Point placement records:
◆ ◆ ◆
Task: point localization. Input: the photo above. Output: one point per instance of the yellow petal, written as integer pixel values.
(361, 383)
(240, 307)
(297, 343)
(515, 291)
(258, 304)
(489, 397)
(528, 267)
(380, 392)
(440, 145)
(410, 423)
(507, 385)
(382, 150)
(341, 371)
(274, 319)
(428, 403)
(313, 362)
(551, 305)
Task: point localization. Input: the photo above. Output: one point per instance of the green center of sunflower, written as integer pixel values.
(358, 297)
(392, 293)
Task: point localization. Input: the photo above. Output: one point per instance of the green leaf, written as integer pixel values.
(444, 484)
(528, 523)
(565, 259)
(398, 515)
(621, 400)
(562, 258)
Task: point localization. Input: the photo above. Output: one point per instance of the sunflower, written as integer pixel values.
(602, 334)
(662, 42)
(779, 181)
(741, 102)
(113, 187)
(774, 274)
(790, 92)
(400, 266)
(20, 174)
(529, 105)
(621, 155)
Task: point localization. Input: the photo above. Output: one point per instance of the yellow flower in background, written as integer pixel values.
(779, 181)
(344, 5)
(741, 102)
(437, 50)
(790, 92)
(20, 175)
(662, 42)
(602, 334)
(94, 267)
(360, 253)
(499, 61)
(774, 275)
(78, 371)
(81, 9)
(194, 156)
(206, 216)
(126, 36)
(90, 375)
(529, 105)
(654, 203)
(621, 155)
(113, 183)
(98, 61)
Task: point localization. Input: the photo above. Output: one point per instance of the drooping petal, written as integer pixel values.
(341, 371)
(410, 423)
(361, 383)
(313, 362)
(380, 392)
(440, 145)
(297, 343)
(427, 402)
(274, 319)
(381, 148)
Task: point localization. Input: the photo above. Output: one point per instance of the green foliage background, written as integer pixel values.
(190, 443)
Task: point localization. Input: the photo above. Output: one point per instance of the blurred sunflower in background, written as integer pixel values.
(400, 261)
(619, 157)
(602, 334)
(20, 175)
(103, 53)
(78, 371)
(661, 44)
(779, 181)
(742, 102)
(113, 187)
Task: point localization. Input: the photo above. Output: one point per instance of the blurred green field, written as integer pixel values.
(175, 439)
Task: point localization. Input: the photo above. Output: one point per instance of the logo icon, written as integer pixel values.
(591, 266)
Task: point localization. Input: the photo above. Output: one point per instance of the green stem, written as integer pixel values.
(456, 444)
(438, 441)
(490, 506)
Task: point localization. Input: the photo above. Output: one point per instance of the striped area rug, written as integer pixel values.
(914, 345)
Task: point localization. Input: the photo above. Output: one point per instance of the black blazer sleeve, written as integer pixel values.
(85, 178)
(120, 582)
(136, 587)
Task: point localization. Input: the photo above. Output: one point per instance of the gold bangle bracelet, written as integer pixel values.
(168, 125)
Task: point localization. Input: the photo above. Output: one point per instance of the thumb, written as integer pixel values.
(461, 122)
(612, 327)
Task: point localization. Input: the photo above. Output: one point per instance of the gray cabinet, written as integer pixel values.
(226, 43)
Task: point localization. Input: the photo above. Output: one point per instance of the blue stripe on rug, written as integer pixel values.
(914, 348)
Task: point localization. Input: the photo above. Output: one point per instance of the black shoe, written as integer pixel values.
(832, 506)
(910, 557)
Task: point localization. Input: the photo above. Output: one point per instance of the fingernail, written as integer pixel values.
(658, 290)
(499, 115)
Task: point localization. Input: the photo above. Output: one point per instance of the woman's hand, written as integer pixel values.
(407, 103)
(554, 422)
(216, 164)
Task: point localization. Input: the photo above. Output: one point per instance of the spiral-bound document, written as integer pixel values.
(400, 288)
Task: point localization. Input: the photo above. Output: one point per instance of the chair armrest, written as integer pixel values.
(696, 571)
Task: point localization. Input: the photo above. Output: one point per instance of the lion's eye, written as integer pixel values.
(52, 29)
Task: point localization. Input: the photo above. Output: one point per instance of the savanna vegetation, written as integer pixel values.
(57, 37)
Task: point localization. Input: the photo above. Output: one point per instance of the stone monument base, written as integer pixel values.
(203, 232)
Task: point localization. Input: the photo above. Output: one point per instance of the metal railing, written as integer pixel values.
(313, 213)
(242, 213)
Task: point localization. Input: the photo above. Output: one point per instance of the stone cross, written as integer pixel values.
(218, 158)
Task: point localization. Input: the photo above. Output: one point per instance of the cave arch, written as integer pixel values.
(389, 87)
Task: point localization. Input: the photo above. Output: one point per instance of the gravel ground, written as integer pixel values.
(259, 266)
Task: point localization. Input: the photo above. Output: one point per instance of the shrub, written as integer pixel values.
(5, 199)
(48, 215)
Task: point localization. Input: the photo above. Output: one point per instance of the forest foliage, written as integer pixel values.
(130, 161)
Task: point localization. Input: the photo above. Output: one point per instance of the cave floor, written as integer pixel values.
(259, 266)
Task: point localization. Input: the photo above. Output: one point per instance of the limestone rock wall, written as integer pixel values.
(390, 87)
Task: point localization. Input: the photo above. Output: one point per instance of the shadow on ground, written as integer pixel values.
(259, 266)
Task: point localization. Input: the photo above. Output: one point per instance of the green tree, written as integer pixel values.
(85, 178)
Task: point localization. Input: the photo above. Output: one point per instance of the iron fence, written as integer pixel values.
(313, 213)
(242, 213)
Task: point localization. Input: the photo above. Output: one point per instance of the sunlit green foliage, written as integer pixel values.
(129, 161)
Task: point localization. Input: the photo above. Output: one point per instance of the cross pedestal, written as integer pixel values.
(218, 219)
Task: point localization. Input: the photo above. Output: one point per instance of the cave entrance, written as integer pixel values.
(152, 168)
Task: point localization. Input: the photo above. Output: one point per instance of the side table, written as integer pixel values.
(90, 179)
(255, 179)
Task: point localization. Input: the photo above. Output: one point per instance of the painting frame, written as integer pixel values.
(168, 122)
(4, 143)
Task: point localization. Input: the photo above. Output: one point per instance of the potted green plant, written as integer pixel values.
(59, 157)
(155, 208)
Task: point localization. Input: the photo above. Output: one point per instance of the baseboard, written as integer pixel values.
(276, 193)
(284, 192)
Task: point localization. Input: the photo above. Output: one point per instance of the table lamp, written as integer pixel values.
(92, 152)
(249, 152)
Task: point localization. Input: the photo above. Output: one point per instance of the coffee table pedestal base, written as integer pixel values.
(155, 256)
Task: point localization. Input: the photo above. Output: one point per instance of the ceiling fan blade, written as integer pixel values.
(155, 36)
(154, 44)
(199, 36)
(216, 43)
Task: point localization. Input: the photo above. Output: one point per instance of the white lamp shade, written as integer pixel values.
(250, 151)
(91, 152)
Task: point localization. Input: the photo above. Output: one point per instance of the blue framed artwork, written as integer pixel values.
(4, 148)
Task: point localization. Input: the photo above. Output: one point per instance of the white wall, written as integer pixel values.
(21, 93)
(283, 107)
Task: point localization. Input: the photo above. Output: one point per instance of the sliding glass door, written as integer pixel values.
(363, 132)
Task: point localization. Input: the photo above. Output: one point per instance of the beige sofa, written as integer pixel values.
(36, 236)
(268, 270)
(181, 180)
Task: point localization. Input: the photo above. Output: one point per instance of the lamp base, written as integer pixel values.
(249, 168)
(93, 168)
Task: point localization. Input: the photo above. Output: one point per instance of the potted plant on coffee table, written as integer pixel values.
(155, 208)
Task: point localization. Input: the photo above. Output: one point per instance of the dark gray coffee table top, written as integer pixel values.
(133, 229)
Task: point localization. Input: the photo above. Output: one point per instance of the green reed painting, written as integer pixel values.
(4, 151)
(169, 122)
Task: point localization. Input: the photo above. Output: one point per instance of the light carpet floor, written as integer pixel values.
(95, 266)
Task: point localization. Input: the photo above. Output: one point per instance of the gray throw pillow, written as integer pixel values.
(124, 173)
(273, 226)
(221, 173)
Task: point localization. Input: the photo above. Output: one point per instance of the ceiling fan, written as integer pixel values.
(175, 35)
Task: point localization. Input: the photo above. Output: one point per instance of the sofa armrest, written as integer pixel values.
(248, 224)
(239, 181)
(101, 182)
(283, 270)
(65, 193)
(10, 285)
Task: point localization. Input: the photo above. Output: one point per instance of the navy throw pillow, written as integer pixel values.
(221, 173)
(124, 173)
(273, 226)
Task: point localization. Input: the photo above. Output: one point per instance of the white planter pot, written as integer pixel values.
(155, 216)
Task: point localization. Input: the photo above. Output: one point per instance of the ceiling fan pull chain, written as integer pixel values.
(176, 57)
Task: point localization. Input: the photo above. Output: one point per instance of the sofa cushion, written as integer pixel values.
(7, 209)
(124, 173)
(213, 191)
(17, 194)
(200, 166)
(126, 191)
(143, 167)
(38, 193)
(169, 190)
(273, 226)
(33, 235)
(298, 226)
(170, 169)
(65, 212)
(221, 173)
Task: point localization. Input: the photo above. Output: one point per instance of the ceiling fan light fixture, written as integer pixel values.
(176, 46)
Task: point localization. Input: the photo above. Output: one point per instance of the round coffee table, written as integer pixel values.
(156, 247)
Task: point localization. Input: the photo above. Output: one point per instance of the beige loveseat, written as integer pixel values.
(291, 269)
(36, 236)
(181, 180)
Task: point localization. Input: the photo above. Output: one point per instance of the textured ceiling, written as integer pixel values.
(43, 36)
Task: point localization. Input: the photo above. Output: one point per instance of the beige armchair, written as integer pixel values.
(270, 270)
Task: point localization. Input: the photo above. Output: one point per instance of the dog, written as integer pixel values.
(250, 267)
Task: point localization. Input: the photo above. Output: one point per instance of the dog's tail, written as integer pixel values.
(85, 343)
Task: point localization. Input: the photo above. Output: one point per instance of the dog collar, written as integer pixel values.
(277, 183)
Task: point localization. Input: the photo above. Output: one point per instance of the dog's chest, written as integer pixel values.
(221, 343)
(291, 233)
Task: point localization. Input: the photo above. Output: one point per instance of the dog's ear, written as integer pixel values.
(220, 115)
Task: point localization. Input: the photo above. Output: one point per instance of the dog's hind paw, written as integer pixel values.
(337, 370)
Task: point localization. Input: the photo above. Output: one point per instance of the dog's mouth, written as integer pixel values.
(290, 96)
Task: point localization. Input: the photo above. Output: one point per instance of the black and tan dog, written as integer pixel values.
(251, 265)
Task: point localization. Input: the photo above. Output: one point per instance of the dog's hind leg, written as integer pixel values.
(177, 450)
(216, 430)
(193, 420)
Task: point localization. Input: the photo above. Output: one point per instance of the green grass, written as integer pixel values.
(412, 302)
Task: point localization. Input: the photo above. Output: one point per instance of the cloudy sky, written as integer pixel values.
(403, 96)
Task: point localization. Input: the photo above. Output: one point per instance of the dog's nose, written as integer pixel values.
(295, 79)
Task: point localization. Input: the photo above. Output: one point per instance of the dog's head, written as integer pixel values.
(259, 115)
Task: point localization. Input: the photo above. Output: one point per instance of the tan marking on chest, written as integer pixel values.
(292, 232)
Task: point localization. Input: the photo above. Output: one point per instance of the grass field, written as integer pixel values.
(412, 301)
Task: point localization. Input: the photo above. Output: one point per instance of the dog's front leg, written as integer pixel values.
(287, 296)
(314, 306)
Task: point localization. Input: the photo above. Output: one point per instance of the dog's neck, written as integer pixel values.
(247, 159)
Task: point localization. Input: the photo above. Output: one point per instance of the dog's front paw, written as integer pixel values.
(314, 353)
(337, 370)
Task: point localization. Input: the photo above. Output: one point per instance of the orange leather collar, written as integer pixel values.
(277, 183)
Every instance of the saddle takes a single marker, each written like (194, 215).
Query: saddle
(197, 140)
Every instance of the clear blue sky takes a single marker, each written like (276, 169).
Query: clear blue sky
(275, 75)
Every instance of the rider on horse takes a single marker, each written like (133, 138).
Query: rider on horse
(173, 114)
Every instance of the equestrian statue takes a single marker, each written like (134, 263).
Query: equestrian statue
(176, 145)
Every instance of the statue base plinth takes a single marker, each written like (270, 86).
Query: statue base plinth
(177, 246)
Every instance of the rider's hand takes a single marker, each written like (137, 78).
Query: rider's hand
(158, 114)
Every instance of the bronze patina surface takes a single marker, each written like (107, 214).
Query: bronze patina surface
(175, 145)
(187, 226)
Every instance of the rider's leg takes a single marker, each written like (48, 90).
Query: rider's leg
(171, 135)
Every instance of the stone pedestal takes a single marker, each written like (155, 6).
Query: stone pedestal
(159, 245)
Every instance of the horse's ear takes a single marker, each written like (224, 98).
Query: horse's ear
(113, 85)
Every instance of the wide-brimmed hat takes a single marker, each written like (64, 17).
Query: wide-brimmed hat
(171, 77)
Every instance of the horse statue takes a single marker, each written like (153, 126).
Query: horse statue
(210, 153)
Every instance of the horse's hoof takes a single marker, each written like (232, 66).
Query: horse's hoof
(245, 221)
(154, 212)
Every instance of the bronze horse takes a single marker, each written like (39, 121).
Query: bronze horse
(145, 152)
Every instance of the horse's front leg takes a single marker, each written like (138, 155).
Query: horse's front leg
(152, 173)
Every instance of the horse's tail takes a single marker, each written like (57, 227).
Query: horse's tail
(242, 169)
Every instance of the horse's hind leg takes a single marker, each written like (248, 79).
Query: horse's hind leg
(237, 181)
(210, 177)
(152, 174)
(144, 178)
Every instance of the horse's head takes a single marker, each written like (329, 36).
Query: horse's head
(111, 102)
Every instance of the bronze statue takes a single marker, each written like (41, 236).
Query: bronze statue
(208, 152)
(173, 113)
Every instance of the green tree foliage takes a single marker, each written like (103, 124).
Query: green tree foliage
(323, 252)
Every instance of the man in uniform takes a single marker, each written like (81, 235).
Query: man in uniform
◆ ◆ ◆
WRITTEN REQUEST:
Output only the lines running from the line with "Every instance of the statue" through the final line of the data, inclusive.

ANSWER:
Every instance of the statue base plinth takes a single marker, each written like (270, 86).
Query: statue base plinth
(177, 246)
Every instance of the rider's hand takes a single marker, each written like (137, 78).
Query: rider's hand
(158, 114)
Every instance of the bronze patina surface takes a single marker, each written like (107, 214).
Query: bronze patina surface
(175, 145)
(187, 226)
Every instance of the rider's leg takes a single marker, each written like (48, 90).
Query: rider's leg
(171, 135)
Every instance of the stone pedestal takes a single marker, each written like (155, 6).
Query: stone pedestal
(159, 245)
Every instance of the horse's ear takes a single marker, each written like (224, 98).
Query: horse's ear
(113, 85)
Every instance of the wide-brimmed hat takes a single marker, each written like (64, 17).
Query: wide-brimmed hat
(171, 77)
Every instance of the horse statue takes a single marker, each written like (153, 126).
Query: horse statue
(210, 153)
Every instance of the horse's hoof takes a single marker, each written like (232, 66).
Query: horse's hoof
(245, 221)
(154, 212)
Every instance of the bronze horse takes a single marker, each written like (39, 121).
Query: bronze horse
(145, 152)
Every instance of the horse's front leg takes a single marker, each written like (138, 155).
Query: horse's front leg
(152, 173)
Every instance of the horse's tail takes a single marker, each written like (57, 227).
Query: horse's tail
(242, 169)
Every instance of the horse's hind leg takes a single marker, each written like (248, 79).
Query: horse's hind leg
(237, 181)
(210, 177)
(152, 174)
(144, 178)
Every instance of the horse's head takes a single marker, each written like (329, 36).
Query: horse's head
(111, 102)
Every instance of the bronze statue takes a single marker, each written like (41, 236).
Query: bronze statue
(208, 152)
(173, 113)
Every instance of the green tree foliage takes a single marker, each written like (103, 124).
Query: green tree foliage
(323, 252)
Every instance of the man in uniform takes a single marker, each written like (81, 235).
Query: man in uniform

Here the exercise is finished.